Natural-language object grounding data

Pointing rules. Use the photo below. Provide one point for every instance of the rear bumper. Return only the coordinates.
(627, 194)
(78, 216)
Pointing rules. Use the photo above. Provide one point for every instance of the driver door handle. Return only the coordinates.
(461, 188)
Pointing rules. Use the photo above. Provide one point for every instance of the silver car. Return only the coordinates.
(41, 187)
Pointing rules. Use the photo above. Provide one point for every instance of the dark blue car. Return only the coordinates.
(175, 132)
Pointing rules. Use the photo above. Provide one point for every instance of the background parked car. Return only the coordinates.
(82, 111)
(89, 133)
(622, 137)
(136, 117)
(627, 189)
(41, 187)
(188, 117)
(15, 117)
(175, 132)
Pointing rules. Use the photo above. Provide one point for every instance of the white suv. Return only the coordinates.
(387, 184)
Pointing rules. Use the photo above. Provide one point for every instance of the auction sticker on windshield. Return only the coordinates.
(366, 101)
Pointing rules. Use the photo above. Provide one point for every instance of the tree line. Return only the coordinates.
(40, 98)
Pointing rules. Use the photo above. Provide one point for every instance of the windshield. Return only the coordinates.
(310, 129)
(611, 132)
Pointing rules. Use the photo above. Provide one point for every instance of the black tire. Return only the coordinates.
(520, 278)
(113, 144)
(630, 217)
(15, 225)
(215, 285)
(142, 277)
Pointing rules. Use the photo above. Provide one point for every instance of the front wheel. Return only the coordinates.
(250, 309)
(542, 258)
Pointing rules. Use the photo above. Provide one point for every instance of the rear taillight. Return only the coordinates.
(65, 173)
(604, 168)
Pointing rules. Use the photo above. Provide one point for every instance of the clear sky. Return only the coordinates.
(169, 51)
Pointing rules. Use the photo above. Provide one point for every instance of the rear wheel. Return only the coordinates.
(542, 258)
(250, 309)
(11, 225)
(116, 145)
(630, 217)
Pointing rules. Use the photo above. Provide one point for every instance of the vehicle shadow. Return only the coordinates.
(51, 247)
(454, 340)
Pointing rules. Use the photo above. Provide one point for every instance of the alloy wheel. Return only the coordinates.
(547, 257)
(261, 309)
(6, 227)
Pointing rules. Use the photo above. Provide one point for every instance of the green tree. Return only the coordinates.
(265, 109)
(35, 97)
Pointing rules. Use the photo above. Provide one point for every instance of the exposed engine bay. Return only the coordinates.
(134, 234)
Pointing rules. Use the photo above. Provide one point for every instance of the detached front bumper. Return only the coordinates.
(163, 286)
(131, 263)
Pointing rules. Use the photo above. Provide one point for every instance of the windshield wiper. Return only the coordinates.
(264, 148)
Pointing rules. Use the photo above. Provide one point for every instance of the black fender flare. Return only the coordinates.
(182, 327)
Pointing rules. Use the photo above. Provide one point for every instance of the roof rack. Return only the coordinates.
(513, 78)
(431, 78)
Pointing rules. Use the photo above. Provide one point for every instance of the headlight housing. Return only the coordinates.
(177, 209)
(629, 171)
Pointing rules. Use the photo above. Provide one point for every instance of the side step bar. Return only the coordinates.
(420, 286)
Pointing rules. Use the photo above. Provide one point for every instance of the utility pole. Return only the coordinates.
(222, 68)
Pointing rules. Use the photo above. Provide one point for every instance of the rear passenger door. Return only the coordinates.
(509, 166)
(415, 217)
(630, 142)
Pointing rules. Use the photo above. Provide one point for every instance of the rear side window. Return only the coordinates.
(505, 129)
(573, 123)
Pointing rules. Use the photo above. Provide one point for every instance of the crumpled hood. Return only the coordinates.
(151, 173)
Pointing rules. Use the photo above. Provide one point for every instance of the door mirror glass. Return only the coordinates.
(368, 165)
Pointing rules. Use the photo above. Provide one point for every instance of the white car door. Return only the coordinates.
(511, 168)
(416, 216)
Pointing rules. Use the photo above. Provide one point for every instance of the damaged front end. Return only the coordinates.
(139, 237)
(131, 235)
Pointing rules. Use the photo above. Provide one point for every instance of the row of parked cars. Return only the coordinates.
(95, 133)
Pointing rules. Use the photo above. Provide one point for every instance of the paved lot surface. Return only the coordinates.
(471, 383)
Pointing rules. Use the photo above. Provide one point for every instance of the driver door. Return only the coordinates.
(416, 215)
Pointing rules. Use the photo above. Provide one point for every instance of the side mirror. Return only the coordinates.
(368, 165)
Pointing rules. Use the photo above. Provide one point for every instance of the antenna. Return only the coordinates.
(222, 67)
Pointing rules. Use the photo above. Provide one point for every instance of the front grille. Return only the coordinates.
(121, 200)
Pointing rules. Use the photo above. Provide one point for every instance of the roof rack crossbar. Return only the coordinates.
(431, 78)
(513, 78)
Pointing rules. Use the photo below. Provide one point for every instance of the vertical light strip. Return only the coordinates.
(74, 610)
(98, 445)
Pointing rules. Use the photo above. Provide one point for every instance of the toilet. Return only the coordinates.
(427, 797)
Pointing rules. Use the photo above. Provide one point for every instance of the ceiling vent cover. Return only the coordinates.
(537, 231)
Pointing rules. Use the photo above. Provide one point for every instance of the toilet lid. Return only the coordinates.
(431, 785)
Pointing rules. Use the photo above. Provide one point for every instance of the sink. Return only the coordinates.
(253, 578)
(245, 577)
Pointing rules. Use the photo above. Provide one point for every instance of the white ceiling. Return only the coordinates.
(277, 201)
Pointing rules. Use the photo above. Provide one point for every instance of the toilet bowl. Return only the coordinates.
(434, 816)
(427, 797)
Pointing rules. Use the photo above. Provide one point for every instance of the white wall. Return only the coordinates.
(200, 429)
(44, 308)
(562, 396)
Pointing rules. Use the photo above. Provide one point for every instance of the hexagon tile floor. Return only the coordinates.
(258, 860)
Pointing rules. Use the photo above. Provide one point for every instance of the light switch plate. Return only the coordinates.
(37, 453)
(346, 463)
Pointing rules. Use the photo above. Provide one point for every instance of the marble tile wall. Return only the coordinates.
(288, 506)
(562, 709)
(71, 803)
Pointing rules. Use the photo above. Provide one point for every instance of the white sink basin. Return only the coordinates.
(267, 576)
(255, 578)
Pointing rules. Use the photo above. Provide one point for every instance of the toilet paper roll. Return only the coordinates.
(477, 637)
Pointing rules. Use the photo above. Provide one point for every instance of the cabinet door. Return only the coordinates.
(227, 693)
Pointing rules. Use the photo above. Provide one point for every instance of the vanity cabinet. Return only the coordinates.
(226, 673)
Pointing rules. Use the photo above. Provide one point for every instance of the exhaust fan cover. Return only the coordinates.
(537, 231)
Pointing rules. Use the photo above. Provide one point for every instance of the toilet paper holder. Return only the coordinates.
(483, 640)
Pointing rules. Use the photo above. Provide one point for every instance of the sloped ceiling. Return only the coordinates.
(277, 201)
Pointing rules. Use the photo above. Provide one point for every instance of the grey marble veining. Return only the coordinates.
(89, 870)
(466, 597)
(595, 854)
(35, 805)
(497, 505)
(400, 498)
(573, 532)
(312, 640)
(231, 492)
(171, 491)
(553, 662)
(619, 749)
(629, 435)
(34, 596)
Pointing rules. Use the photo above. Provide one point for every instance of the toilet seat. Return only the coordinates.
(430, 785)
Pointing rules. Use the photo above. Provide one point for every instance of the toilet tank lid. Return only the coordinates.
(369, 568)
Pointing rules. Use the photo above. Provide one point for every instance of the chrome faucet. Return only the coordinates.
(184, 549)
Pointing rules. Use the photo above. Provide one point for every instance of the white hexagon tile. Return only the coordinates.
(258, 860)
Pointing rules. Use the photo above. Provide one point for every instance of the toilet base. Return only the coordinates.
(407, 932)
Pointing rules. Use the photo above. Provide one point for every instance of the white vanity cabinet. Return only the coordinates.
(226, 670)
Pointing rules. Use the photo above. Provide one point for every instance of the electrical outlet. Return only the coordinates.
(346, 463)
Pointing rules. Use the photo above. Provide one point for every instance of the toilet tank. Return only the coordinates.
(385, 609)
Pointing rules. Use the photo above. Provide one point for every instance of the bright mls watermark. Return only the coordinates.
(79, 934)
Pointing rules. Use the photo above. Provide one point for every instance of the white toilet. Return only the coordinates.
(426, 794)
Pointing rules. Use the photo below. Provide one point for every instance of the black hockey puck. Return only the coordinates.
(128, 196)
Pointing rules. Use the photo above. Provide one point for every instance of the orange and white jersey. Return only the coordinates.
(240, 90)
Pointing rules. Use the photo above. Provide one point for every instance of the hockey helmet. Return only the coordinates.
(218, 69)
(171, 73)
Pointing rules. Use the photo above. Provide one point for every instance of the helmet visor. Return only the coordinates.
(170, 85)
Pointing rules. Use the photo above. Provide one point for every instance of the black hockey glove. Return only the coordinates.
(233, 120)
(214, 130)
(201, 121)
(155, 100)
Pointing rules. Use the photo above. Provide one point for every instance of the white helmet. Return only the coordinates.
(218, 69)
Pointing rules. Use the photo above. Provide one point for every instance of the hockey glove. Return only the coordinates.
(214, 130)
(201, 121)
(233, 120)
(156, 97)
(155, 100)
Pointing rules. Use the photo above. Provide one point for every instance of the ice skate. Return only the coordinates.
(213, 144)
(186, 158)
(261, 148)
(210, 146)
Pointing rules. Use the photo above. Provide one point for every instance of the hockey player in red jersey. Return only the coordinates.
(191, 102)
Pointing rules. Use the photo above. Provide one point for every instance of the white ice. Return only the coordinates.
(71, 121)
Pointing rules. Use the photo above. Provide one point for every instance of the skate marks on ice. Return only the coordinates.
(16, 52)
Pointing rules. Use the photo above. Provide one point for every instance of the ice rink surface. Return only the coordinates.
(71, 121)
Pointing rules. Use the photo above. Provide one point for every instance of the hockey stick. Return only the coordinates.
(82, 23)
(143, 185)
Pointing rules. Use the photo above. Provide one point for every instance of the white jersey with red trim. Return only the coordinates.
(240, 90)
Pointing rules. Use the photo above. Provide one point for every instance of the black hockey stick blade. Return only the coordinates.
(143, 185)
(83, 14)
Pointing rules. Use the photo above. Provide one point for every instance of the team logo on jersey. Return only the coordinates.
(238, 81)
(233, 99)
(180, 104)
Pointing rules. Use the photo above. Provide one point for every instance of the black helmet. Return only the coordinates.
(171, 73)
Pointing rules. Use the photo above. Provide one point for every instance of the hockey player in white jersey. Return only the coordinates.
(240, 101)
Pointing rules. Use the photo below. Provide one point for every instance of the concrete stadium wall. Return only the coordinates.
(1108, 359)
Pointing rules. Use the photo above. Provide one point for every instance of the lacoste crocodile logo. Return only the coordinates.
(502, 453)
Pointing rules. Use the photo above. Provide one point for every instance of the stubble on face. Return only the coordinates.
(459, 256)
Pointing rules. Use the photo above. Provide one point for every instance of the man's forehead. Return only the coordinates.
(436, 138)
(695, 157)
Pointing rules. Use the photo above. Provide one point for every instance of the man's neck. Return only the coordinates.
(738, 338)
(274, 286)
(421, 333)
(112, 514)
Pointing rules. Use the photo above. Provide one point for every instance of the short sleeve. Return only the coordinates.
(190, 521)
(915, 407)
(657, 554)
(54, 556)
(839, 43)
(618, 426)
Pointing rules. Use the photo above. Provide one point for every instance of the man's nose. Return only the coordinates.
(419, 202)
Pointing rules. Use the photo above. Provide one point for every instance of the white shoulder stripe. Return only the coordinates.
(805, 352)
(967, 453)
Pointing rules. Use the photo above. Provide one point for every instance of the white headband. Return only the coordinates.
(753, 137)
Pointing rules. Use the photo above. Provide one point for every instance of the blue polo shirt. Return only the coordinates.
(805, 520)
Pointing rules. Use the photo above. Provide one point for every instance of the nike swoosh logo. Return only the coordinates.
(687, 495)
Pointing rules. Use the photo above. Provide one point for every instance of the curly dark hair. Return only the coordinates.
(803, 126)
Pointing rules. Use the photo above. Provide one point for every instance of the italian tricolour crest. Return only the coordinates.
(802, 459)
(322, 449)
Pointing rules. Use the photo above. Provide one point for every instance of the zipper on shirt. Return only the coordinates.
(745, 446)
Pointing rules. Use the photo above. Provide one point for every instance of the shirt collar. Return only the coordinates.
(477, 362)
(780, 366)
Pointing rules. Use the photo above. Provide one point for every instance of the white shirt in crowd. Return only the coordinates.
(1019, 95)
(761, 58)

What the task requires -
Each line from the one containing "headband. Return only the coordinates." to the final line of the entries above must be returned exactly, and no other line may appear.

Reply to the exercise -
Pointing rules. Use the photo above. Provide one point for every instance of the white headband. Return only the coordinates.
(753, 137)
Pointing rules. Use the photo above. Provide one point for every instance of the blue polo shirt. Return only the coordinates.
(805, 520)
Pointing rules. Use the photo above. Provide one point for every instance of the nike swoosh logo. Return only the coordinates.
(687, 495)
Pointing rules. Use the photo above. Provide one point for every instance of the curly dark hair. Return only the coordinates.
(803, 126)
Pointing rules. Use the photo above. Provide one point for every instance of the italian tricolour crest. Return only the coordinates.
(802, 459)
(322, 449)
Pointing rules. Use the photo above. Provide one point for every instance of the zipper on shirt. Return only the coordinates.
(745, 446)
Pointing rules. Use the photo above. Provide one point for every instance of the shirt collar. Return only the coordinates.
(477, 362)
(780, 366)
Pointing rules. Use the photo above. Provide one point for every instance of the white shirt in crowd. Return only the coordinates.
(1019, 95)
(761, 58)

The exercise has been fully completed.